- ASSIGNED TASK
Set down each of the records below exactly as it reads. No pictures go into the copy.

- RECORD EXCERPTS

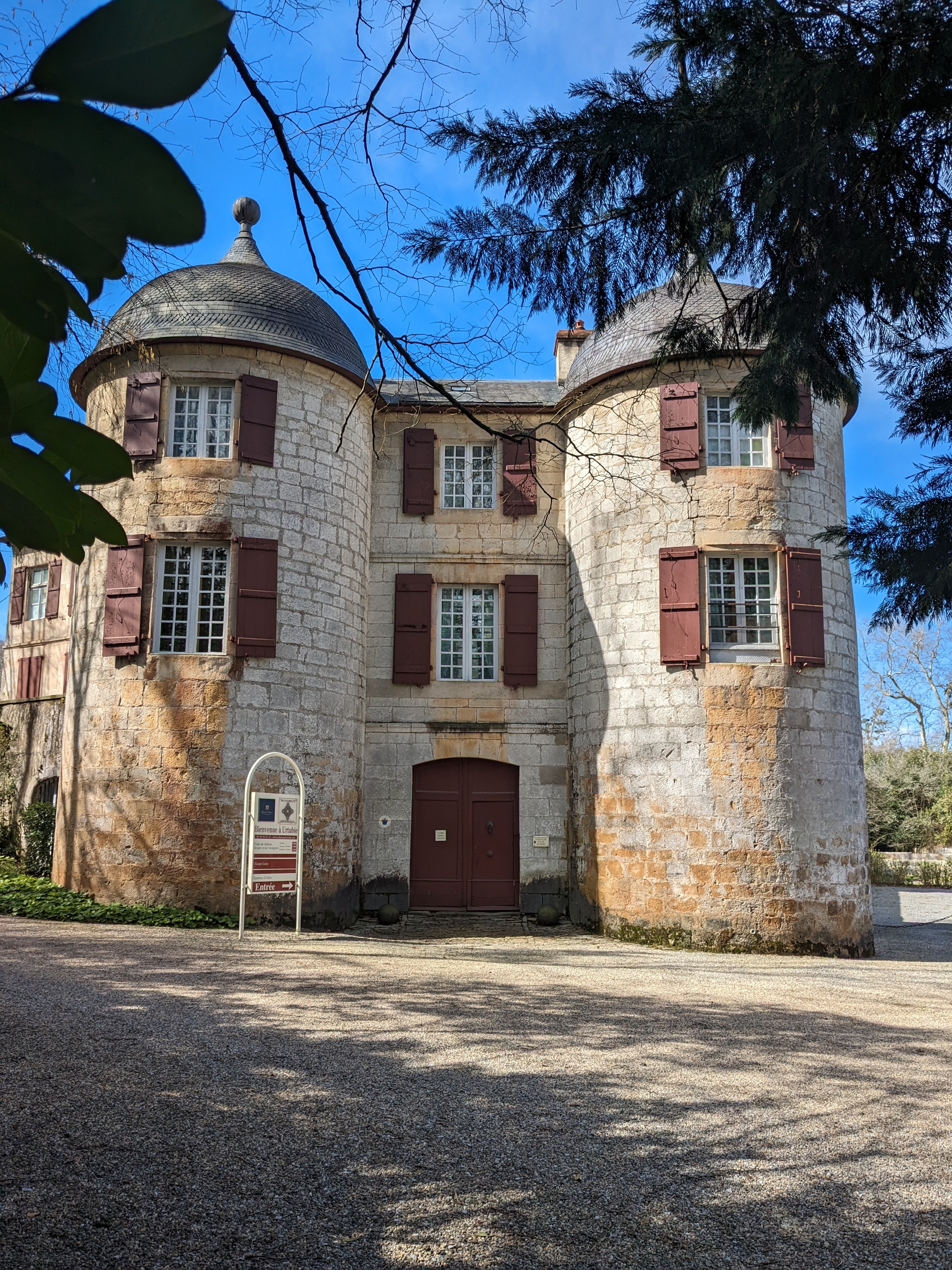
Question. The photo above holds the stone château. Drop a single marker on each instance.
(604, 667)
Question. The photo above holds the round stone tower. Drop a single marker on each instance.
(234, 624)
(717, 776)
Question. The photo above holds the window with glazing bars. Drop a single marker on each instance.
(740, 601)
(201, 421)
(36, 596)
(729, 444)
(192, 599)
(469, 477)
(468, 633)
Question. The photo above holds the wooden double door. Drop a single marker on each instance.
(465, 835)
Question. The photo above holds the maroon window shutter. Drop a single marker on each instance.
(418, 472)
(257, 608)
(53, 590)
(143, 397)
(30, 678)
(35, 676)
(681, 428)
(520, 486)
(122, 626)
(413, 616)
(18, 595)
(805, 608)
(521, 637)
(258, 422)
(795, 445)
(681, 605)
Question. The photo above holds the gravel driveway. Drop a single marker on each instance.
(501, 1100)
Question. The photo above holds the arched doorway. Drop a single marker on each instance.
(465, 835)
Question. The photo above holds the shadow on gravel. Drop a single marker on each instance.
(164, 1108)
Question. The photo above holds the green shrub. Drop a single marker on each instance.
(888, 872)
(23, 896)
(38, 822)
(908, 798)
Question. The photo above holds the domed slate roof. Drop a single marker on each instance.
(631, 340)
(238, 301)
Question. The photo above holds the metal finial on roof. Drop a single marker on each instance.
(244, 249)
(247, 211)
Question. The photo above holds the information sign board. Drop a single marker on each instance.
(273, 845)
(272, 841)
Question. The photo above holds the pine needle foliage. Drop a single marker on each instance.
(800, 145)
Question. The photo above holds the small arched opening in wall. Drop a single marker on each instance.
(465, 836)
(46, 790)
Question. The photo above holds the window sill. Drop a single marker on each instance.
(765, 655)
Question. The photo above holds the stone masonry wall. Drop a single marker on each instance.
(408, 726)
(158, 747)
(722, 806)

- RESULT OF THIS EXERCISE
Question. The photo above holds the stone château. Drop a single marker on each instance.
(604, 667)
Question. The photo above holds the round stone tower. Drop a single marker on each instance.
(234, 624)
(717, 776)
Question. The photo above holds the window with glazing bars. Drop a single marker on each instance.
(740, 601)
(201, 421)
(36, 596)
(729, 444)
(192, 599)
(469, 477)
(468, 633)
Question. The photo above holds the wooden double door. Drop a single marker on each instance.
(465, 835)
Question. The photo above holds the maroon window shutter. Drop a single marker on each instance.
(418, 472)
(257, 608)
(53, 590)
(143, 397)
(30, 678)
(35, 676)
(681, 428)
(520, 486)
(122, 626)
(413, 616)
(18, 595)
(805, 608)
(521, 637)
(258, 422)
(795, 445)
(681, 605)
Question. The photo above holds the gravel driveway. Drop a single marker on each instance.
(501, 1100)
Question. The photo above holds the arched doorway. Drop a single marker on each instance.
(465, 835)
Question. The photo above holds the shadow on gravel. Drop a single marker on each instance.
(164, 1108)
Question. The photo above holds the green shrub. Drop a single marker on each instance.
(888, 872)
(23, 896)
(38, 822)
(908, 798)
Question. The photo above holds the domed slate roof. Drop a single marker on each instance.
(631, 340)
(238, 301)
Question. The photo above holds the metal finial on roof. Drop a single marker on each instance.
(244, 249)
(247, 211)
Question. The photo above holds the information sign board. Drop a single marker on each instance.
(273, 845)
(272, 841)
Question. The photo above holds the pine needle foliage. Drop a single marker on each instance.
(800, 145)
Question. The photo above holds the small arched opening in wall. Drop a single marker on each instance.
(465, 836)
(46, 790)
Question. The photo above holds the window sill. Drop a single marker on each instance.
(765, 655)
Question. The photo above holds the stone masonry wall. Drop a single marker on each instance.
(408, 726)
(158, 747)
(722, 806)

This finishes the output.